The ninth annual Mass to End Woman Abuse on Oct. 18 won’t magically change that statistic, but it sends a message, said Catholic Family Services violence against women program manager Sherene McFarlane.
Talking about abuse in public and in church, praying for its victims and for healing, is the exact opposite of “messages that have been kind of ingrained,” McFarlane told The Catholic Register. Where women once learned that their experience of abuse was shameful, or at the very least private, the annual Mass represents the Church inviting an honest and public discussion.
“The message is being changed,” McFarlane said. “Women are getting the sense that they can speak up and they can get out of their abusive situations.”
It’s all very well for rich, powerful and famous movie stars to campaign publicly in the #MeToo movement, but #MeToo is a whole different proposition for the people Catholic Family Services typically serve, said McFarlane.
“We think about some of our immigrant women, who have experienced rape or domestic violence in their home country,” she said. “They’re coming here and they have no resources. They’re still linked with their husband who is still abusive. These are the stories that we hear on a regular basis.”
McFarlane admits that media attention on Bill Cosby’s conviction for drugging and raping a young woman, or the allegations against Hollywood mega-producer Harvey Weinstein, drives public discussion. But the connection between these personalities and the poor and working-class women who clean offices, care for other people’s children, wait tables and cook is difficult to see.
“If media talked about the everyday struggles that we see….” McFarlane leaves the rest of that sentence hanging. In meetings of Catholic Family Services staff, the social workers and support staff were skeptical about #MeToo’s benefit for their clients.
“It’s like, here comes another wave. It’s going to build this huge tidal wave and then it’s going to die. Then we’re still going to be here, holding.”

> [Task objective]: Pick up the article about the Mass to End Woman Abuse after its final sentence and carry it forward.

> [Provided data]:
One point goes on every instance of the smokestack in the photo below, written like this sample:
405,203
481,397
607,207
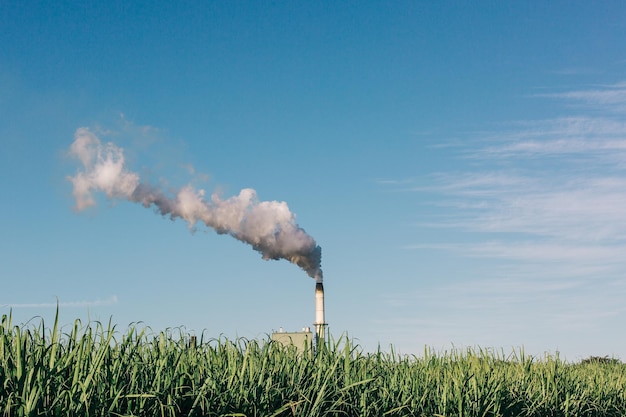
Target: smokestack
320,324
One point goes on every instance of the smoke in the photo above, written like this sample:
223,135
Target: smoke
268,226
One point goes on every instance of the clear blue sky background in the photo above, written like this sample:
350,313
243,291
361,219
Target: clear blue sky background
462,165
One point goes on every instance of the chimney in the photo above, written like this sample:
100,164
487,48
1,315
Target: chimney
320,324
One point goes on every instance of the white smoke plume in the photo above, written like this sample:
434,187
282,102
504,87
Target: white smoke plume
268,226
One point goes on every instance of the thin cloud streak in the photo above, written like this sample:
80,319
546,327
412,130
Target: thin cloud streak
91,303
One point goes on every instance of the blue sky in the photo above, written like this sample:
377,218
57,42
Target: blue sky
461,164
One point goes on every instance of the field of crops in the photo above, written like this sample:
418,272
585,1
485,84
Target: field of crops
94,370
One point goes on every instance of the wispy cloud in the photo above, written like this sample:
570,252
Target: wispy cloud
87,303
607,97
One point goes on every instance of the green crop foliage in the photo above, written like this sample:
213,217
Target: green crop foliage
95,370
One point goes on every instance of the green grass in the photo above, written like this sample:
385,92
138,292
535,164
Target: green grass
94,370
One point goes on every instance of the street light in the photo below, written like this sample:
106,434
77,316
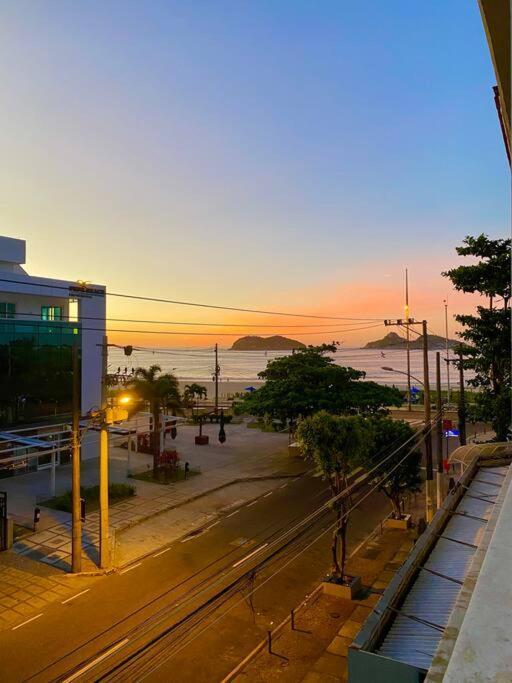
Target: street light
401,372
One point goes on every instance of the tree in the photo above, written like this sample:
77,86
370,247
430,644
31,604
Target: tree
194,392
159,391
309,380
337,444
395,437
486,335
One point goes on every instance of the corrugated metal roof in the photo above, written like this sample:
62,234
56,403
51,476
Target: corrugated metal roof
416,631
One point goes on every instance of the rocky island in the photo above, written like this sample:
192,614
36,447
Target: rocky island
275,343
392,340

...

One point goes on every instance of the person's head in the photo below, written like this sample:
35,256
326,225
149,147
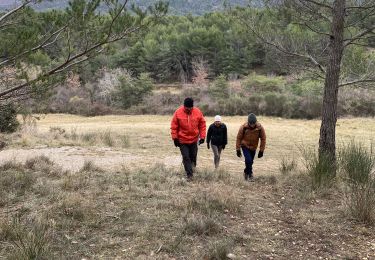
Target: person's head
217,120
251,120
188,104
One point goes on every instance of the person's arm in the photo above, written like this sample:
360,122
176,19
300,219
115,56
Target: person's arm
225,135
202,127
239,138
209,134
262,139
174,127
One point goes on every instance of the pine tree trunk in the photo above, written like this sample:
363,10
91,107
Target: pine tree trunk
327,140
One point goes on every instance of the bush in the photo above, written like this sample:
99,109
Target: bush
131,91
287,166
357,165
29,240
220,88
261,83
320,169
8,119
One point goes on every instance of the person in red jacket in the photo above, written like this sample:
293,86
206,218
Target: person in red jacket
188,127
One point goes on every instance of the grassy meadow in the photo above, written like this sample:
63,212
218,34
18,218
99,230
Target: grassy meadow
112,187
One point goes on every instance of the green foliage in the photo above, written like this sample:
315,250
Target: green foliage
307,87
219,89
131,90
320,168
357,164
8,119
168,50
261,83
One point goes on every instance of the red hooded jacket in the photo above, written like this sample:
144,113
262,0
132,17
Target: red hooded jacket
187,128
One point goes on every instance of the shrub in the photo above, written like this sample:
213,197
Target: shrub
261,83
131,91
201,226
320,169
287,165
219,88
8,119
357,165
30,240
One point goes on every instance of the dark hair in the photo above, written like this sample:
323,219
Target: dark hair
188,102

> [Solved problem]:
In many immigrant communities there’s a cost to speaking about abuse. “You’re going to bring backlash to yourself if you speak up,” McFarlane said. “There’s a differential in terms of socio-economic status.”
Whether it’s physical or verbal, so much of abuse is about the exercise of power, said Catholic Family Services of Toronto executive director Denis Costello.
“Abuse is often used by individuals from broken homes themselves, who fear that their partner will leave them,” Costello wrote in an email. “So, they seek power and control over the other by abuse — often verbal and emotional, and also by physical abuse.”
This year’s Mass to End Woman Abuse is co-sponsored by St. Edward the Confessor Catholic Church at 75 Churchill Ave., North York, where it will get underway at 7 p.m., followed by a reception co-hosted by the Catholic Women’s League and Knights of Columbus.
• Every six days a woman in Canada is killed by her husband, boyfriend or common-law partner.
• Every night about 3,500 women, accompanied by nearly 3,000 children, sleep in shelters for abused women. Another 300 are turned away on any given night.
• Aboriginal women are killed at six times the rate of non-Aboriginal women.
• Twenty-one per cent of abused women were assaulted during pregnancy.
• Coast-to-coast, violence against women results in over 40,000 arrests per year — about 12 per cent of all violent crime
(Sources: Canadian Women’s Foundation, Statistics Canada)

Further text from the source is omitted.